Rows excerpted from a collection
-- BEGIN --

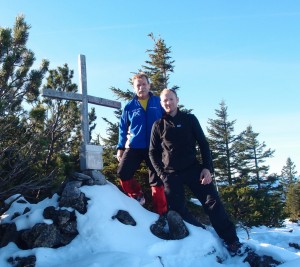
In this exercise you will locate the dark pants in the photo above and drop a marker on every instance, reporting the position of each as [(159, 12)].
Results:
[(207, 195), (131, 161)]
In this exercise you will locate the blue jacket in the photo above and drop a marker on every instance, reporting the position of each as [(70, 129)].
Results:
[(136, 123)]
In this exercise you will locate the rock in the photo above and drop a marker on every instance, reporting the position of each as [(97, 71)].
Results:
[(256, 260), (79, 203), (98, 177), (170, 226), (8, 233), (124, 217), (42, 235), (177, 227), (23, 262)]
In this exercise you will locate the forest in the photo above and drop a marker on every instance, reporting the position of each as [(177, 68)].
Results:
[(40, 137)]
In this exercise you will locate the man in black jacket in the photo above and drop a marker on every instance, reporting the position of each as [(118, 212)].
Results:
[(173, 155)]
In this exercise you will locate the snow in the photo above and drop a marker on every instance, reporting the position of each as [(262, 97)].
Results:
[(105, 242)]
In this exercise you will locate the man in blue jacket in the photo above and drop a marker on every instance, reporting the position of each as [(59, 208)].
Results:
[(136, 122)]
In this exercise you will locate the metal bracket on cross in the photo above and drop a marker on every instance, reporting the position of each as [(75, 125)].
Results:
[(90, 155)]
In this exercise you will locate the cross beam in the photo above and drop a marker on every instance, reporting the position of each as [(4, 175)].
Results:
[(85, 99)]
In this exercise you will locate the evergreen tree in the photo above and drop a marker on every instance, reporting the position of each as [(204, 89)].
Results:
[(289, 172), (222, 140), (250, 155), (19, 84), (293, 201)]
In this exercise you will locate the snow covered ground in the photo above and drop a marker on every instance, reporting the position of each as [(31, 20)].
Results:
[(105, 242)]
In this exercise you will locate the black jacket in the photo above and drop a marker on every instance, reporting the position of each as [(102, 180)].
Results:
[(173, 143)]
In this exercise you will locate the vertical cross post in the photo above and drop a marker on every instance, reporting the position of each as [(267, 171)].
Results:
[(90, 155), (84, 103)]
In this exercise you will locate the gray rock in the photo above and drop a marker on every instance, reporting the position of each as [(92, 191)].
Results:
[(124, 217)]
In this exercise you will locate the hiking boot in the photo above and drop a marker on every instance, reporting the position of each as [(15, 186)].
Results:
[(141, 199), (189, 218), (177, 227), (237, 249), (160, 228)]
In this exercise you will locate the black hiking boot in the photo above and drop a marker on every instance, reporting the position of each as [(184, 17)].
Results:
[(237, 249), (177, 227), (160, 228)]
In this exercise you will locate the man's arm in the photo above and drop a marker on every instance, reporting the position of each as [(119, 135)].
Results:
[(123, 129), (155, 150)]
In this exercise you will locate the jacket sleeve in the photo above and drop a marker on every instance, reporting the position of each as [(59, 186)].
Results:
[(123, 130), (155, 149), (203, 144)]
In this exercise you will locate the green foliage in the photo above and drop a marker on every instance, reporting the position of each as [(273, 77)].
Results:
[(293, 201), (19, 83), (221, 140), (253, 207), (288, 173), (250, 156)]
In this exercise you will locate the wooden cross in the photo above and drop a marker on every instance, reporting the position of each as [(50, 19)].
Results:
[(90, 155)]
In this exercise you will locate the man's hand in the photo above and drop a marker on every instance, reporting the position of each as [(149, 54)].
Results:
[(119, 154), (205, 177)]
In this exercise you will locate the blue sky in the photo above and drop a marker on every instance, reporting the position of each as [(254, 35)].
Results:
[(243, 52)]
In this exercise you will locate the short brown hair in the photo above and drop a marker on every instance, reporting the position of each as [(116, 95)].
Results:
[(170, 90), (139, 76)]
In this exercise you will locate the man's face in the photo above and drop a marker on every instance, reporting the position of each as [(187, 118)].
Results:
[(141, 87), (169, 102)]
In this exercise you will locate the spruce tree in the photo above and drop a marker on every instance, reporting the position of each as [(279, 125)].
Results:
[(250, 156), (19, 84), (221, 139), (293, 201), (289, 172)]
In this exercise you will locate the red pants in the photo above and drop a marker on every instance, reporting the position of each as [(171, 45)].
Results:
[(133, 189)]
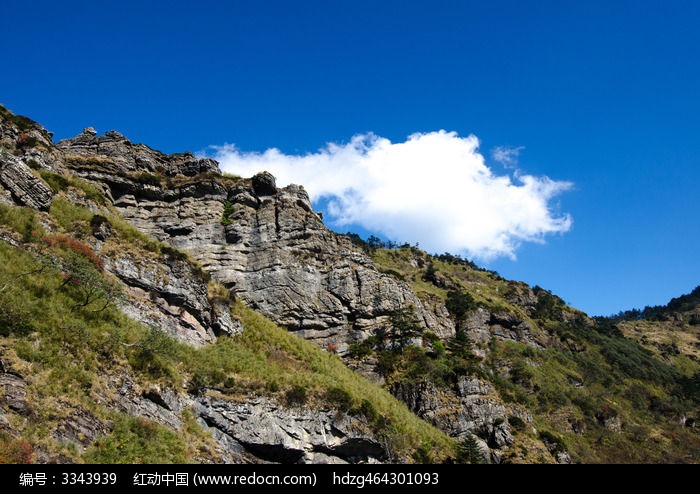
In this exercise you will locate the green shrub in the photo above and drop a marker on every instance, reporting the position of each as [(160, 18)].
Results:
[(229, 208), (138, 441), (339, 397), (297, 395), (14, 451), (469, 452)]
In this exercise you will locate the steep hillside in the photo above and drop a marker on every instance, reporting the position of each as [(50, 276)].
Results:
[(149, 295), (587, 389), (117, 347)]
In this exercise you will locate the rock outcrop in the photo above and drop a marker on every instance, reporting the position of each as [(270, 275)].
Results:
[(26, 189), (470, 408), (265, 244)]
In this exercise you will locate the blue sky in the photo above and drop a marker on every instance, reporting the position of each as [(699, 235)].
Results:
[(600, 94)]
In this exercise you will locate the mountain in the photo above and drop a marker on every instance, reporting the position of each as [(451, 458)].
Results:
[(155, 309)]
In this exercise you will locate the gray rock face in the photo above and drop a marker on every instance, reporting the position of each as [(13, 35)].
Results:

-- END --

Set task
Edit the rows from the start through the line containing "[(136, 123)]", replacing "drop a marker on" with "place a marker on" and keeping everything else unchanged. Leave the pictures out of the answer.

Written answer
In this exercise you will locate the dark pants in the photo above and place a marker on every instance, reporting the position of each as [(159, 12)].
Results:
[(207, 195), (131, 161)]
In this exercise you will locate the blue jacket in the photo above and place a marker on every instance, reporting the position of each as [(70, 129)].
Results:
[(136, 123)]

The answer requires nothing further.